::: Provided information :::

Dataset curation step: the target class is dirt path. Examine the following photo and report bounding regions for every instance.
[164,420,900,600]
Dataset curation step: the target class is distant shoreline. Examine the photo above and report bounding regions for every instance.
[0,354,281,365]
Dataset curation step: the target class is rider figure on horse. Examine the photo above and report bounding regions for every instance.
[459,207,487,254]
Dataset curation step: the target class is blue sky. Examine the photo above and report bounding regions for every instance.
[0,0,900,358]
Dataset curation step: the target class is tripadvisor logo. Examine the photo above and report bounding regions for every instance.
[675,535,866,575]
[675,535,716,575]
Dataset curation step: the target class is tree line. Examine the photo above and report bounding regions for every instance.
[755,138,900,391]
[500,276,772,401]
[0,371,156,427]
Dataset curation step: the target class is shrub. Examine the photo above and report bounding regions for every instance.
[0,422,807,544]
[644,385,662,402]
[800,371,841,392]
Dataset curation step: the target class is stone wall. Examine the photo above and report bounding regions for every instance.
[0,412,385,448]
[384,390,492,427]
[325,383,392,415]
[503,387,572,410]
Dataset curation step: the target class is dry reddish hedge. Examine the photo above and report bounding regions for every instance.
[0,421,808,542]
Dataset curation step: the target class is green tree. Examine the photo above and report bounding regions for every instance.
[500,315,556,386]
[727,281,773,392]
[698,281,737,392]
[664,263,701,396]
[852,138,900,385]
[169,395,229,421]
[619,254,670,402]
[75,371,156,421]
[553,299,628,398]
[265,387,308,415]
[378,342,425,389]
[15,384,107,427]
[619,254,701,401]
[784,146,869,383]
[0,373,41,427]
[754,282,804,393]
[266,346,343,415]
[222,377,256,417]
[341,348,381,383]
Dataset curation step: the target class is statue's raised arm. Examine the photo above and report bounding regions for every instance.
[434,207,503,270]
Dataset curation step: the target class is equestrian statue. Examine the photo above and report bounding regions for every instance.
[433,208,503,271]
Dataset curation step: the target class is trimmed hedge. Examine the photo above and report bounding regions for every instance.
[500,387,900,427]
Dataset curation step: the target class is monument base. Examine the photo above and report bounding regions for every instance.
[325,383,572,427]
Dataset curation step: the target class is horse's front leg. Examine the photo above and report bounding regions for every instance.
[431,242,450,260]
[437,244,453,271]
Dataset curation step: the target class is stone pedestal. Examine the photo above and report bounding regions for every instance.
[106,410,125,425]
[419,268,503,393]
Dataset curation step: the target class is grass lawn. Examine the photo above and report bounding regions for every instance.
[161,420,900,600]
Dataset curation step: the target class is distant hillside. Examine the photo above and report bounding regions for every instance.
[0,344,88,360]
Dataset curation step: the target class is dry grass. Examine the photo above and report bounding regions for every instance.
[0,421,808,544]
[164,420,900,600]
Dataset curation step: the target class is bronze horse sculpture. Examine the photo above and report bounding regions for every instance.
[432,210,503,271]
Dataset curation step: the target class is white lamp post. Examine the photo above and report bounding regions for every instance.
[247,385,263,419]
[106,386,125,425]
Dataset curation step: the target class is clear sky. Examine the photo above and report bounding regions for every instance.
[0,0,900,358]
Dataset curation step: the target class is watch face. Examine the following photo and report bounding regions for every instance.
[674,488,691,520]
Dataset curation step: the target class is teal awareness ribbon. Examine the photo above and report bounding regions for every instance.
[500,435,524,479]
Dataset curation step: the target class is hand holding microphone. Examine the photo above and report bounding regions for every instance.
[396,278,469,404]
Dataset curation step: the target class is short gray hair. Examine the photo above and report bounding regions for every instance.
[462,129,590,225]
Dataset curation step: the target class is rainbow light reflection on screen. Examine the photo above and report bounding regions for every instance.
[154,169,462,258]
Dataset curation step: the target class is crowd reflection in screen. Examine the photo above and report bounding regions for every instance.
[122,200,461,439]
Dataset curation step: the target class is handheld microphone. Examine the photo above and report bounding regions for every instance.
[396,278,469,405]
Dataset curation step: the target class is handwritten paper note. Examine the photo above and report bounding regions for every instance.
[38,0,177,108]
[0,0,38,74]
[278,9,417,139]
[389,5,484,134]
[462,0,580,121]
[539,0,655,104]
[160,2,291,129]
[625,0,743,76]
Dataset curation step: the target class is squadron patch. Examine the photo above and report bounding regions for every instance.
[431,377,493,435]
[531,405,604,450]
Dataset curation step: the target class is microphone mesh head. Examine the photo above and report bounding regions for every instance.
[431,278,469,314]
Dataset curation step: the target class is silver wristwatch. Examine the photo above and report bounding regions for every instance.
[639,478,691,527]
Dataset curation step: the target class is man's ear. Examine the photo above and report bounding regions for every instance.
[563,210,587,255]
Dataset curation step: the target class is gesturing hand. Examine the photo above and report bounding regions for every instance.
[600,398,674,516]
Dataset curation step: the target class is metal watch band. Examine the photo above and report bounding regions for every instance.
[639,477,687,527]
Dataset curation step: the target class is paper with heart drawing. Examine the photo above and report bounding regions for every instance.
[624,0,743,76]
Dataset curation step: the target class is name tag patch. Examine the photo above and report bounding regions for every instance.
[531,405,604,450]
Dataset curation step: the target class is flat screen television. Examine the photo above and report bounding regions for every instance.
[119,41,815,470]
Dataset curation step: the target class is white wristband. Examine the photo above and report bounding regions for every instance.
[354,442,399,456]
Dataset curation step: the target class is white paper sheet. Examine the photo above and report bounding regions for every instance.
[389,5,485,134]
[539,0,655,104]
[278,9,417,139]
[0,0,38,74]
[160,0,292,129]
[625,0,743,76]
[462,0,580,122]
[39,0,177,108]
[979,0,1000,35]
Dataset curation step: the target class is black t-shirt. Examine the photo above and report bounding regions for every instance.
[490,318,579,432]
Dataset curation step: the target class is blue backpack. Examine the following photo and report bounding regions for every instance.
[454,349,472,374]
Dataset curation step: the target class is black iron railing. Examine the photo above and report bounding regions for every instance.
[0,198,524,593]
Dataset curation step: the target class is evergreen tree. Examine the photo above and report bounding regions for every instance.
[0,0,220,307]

:::
::: Provided information :::

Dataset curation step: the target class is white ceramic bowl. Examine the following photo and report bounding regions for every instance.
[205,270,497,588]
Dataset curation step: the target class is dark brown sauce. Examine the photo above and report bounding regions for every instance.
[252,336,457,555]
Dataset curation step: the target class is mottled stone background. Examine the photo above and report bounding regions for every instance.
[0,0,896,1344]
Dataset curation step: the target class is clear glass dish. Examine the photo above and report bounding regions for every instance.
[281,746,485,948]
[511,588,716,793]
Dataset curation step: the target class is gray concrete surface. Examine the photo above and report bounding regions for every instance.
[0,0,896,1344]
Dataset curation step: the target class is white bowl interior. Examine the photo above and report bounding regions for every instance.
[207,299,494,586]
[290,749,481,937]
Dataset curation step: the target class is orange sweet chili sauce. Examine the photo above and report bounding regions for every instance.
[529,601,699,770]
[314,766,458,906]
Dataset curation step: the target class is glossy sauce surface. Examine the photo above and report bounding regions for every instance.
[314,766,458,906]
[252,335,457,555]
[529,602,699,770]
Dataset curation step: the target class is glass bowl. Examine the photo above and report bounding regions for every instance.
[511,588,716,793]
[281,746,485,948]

:::
::: Provided information :::

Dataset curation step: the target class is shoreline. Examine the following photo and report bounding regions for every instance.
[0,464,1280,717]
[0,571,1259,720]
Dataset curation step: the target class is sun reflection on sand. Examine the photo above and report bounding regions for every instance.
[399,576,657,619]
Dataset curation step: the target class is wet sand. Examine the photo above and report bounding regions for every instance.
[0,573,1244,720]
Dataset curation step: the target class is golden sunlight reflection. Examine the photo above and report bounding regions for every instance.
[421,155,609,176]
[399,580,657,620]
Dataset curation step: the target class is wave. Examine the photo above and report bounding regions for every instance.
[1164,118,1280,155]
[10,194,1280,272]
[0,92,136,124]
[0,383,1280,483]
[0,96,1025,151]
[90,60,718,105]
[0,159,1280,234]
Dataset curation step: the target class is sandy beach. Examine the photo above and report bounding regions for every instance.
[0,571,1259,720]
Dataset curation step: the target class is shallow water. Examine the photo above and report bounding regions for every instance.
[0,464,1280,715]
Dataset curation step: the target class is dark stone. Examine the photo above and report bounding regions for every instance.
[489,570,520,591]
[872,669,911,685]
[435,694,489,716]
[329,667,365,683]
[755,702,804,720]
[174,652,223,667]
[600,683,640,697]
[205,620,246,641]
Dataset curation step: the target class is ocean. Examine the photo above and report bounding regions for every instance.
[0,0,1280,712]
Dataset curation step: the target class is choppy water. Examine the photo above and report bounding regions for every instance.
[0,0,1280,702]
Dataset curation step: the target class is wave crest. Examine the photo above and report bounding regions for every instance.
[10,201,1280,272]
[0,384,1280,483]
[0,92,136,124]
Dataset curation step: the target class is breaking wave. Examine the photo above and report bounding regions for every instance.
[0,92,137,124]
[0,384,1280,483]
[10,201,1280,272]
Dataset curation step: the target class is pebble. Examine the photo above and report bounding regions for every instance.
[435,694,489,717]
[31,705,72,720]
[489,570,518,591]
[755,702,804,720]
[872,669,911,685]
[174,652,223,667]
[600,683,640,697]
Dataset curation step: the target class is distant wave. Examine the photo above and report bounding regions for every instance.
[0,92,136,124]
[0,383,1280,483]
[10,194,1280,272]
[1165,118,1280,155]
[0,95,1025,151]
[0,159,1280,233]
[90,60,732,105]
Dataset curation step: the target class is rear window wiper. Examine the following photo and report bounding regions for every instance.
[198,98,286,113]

:::

• [What is required]
Please rewrite the records between the lines holding "Dataset curation step: the target class is squadron" and "[431,278,469,314]", inclusive, swapping "Examine" for "Inspect" and leaving everything else unchanged.

• [Problem solution]
Dataset curation step: the target class is squadron patch. Inspect the photo above and report bounding regions for every instance.
[431,377,493,435]
[531,405,604,450]
Dataset curation step: the target class is microphone mesh head. Inspect the photo above and report bounding regions for every instance.
[431,278,469,314]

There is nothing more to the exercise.